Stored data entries
————————
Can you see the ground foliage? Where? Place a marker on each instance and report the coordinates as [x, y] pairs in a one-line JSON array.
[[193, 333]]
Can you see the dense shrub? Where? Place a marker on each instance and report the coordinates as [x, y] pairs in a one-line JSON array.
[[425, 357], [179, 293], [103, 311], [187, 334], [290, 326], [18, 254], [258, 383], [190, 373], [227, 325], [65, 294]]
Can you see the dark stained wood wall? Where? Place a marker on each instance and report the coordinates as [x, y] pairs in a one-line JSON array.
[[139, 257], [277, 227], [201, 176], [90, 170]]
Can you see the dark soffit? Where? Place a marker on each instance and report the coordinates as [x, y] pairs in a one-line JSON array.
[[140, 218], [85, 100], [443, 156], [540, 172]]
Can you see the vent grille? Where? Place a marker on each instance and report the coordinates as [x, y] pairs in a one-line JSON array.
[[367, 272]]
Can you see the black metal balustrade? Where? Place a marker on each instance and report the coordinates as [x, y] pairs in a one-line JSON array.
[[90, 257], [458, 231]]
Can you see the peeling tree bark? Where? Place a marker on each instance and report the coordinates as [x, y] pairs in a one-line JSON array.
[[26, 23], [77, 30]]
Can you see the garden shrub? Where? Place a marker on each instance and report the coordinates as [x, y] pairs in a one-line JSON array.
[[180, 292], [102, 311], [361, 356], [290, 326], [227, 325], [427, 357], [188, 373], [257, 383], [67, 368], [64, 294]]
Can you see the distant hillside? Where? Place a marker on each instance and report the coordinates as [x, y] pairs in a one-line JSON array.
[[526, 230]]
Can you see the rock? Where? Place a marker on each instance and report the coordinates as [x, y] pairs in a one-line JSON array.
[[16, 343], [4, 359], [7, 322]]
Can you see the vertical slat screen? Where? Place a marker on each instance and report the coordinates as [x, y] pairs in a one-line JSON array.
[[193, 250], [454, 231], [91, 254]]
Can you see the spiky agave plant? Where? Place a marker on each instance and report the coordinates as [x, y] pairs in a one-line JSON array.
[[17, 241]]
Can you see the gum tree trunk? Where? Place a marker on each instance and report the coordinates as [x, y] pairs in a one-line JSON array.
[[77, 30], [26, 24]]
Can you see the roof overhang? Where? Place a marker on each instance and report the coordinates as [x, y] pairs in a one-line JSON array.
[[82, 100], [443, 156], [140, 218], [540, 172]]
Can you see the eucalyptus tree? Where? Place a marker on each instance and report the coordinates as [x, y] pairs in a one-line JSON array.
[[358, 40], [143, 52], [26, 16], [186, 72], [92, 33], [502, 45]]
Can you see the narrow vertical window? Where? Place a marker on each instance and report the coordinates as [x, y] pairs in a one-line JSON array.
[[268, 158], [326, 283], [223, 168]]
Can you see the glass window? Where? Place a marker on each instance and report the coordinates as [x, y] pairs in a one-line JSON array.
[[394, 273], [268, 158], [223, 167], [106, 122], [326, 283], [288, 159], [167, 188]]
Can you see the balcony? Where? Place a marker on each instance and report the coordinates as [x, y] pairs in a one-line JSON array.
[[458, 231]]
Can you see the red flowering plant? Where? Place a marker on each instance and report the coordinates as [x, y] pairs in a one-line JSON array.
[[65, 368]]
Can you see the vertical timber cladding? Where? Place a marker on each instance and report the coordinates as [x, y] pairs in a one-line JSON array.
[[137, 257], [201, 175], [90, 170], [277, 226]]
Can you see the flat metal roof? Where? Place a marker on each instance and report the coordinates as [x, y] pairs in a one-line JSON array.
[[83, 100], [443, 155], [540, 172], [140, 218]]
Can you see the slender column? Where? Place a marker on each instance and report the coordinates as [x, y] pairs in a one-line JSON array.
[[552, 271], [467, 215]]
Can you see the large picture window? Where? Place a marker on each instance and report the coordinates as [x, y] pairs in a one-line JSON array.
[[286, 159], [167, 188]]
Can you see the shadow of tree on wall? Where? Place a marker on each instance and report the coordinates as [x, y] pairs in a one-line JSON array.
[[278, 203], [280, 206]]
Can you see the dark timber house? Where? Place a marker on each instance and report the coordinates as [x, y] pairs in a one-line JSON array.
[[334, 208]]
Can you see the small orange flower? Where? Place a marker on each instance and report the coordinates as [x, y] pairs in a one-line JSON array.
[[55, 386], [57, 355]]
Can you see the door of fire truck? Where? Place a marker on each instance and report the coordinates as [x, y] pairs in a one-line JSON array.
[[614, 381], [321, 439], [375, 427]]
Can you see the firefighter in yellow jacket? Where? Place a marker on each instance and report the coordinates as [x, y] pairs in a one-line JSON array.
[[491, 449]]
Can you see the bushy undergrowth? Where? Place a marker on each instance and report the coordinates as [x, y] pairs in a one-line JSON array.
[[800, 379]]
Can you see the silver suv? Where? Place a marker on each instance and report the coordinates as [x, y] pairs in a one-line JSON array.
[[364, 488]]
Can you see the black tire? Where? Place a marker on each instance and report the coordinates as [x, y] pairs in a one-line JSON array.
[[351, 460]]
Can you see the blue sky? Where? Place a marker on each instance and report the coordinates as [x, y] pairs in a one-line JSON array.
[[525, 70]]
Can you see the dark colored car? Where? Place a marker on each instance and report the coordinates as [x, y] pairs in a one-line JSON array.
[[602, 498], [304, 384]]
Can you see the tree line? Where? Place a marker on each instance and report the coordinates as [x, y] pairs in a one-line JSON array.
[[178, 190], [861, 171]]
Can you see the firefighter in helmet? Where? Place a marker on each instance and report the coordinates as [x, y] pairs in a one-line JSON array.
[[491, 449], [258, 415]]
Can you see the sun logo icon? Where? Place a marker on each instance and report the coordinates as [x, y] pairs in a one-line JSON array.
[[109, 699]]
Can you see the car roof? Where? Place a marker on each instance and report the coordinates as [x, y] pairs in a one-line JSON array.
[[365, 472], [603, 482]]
————————
*EXERCISE*:
In your answer, repeat each of the records exactly.

*RESPONSE BOX*:
Can you see the ground foliage? Where? Place a marker on each instance and report the coordinates as [x, y] pairs in a one-line JSON array.
[[193, 333]]
Can you see the dense shrub? Where? Place a marker on each instance and report the coordinates as [x, y] pairs in a one-line JSON array.
[[425, 357], [179, 293], [103, 311], [187, 334], [290, 326], [18, 254], [258, 383], [190, 373], [227, 325], [65, 294]]
Can you see the dark stained wood wall? Where? Place a marker on each instance and report the coordinates as [x, y] pairs in a one-line JSON array.
[[139, 257], [277, 227], [201, 176], [90, 170]]
Can you see the dark soffit? Where? Place a marker on each instance and report the coordinates as [x, y] pairs in a one-line JSON array.
[[140, 218], [85, 100], [443, 156], [540, 172]]
Can you see the vent grille? Where? Place a marker on each instance and report the coordinates as [x, y] pairs in a one-line JSON array.
[[367, 272]]
Can you see the black metal balustrade? Where? Place a marker on each instance and report the coordinates as [x, y] pairs in a one-line JSON array.
[[90, 257], [458, 231]]
Can you see the peeling tree bark? Where? Place a marker on each instance and report the coordinates as [x, y] pairs in a one-line JSON array.
[[26, 23], [77, 30]]
Can you see the garden shrub? Where? Place a marker on each instance and report the coordinates as [x, y] pairs in a one-line JSON array.
[[180, 292], [102, 311], [361, 356], [290, 326], [227, 325], [427, 357], [188, 373], [257, 383], [67, 368], [64, 294]]
Can you see the distant hillside? Where? Place a marker on each instance and report the coordinates as [x, y] pairs in a one-line JSON array.
[[526, 230]]
Can you see the rock? Where? Place a marker on each instance and report the coordinates as [x, y] pairs in a one-line JSON array.
[[16, 343], [4, 359], [7, 322]]
Can you see the vertical slat screen? Where? Place a marker on each instance and report the coordinates as [x, y] pairs in a one-line JSON array.
[[193, 250], [454, 231], [91, 254]]
Can you see the spiky agave plant? Where? Place a marker on each instance and report the coordinates as [x, y] pairs in a one-line JSON array.
[[17, 241]]
Can you see the gum tree trunk? Where? Place a marker on each instance and report the coordinates as [x, y] pairs in a one-line JSON array.
[[77, 30], [26, 24]]
Can you see the roof overhang? Where? Place a marker on each instance and report the coordinates as [x, y] pairs in a one-line JSON array.
[[82, 100], [443, 156], [140, 218], [540, 172]]
Can you see the eucalyptus tree? Where? Place a marker on each instance and report the coordinates as [x, y] pairs in a one-line JSON array.
[[358, 40], [143, 52], [26, 16], [186, 72], [92, 33], [502, 45]]
Can you see the narrow vertical window? Where? Place a marker on each instance and report the coordinates as [x, y] pairs in a one-line JSON array.
[[268, 158], [326, 283], [223, 168]]
Can you see the glass window? Where? Place a marker on each instance and report the coordinates as [x, y] pairs in a one-line JSON array.
[[394, 273], [268, 158], [223, 167], [106, 122], [326, 283], [288, 159], [167, 188]]
Can you see the balcony? Where? Place a marker on each instance and report the coordinates as [x, y] pairs in a one-line JSON array.
[[458, 231]]
Can you see the red flowering plant? Where? Place a marker on each instance and report the coordinates as [x, y] pairs in a one-line JSON array.
[[65, 368]]
Can you see the vertical timber cladding? Where? Place a marker on each instance and report the coordinates as [x, y] pairs in a one-line JSON array.
[[137, 257], [201, 175], [90, 170], [277, 226]]
Can you see the flat metal roof? Where? Place a marker on each instance and report the coordinates as [x, y] pairs in a one-line JSON array.
[[83, 100], [443, 155], [540, 172], [140, 218]]
Can you see the slender column? Where? Place a marker on each instance and report the coordinates as [x, y] pairs in a one-line JSON array.
[[552, 271], [467, 215]]
Can you see the large picture window? Where? Place a marker on each instance and report the coordinates as [x, y] pairs in a one-line JSON array.
[[286, 159], [167, 188]]
Can you see the shadow of tree on wall? Where? Place a marker on each instance and report the coordinates as [x, y] pairs in a one-line JSON array.
[[278, 203], [280, 206]]
Can you see the dark timber house? Where? Place a marker on each instance and report the coordinates as [x, y] pairs in a one-line JSON array.
[[334, 208]]
Can you see the small orange flower? Where? Place a marker on each instance and report the coordinates as [x, y] pairs in a one-line JSON array.
[[55, 386], [57, 355]]
Can you see the door of fire truck? Where? Place a marker on each instance and report the coordinates as [x, y] pairs in a one-line JSON array.
[[614, 381], [321, 439], [375, 427]]
Can you see the firefighter in yellow jacket? Where? Place a marker on each instance and report the coordinates as [x, y] pairs in a one-line JSON array.
[[491, 449]]
Can you see the bushy undergrowth? Where? Place a marker on each instance and report the coordinates as [x, y] pairs in a one-line JSON array.
[[800, 379]]
Can you see the silver suv? Where? Place a marker on each instance and report the coordinates as [x, y] pairs in a one-line JSON array.
[[364, 488]]
Can you see the black tire? Where? Place a marker on each instance and report the coordinates as [x, y] pairs in a one-line JSON array.
[[351, 460]]
Can you see the blue sky? Where? Place a marker on each instance and report the coordinates as [x, y] pairs in a one-line JSON array.
[[525, 70]]
Can you see the dark colored car? Where? Place a marker on each instance and report the coordinates as [x, y] pairs in a one-line JSON array.
[[602, 498], [304, 384]]
Can you see the tree line? Where? Place a marker on each instance and report the coordinates as [x, y] pairs in a one-line JSON array.
[[178, 190], [861, 171]]
Can you see the firefighter in helmet? Where? Place a marker on each instance and report the coordinates as [x, y] pairs in a one-line JSON array.
[[491, 449], [258, 415]]
Can you see the sun logo icon? Where? Place a marker on each instance and report the coordinates as [x, y] pairs in a one-line JSON array.
[[109, 699]]
Can you see the car roof? Where? Place a marker on each instance and report the coordinates as [x, y] pairs in a one-line JSON array.
[[365, 472], [603, 482]]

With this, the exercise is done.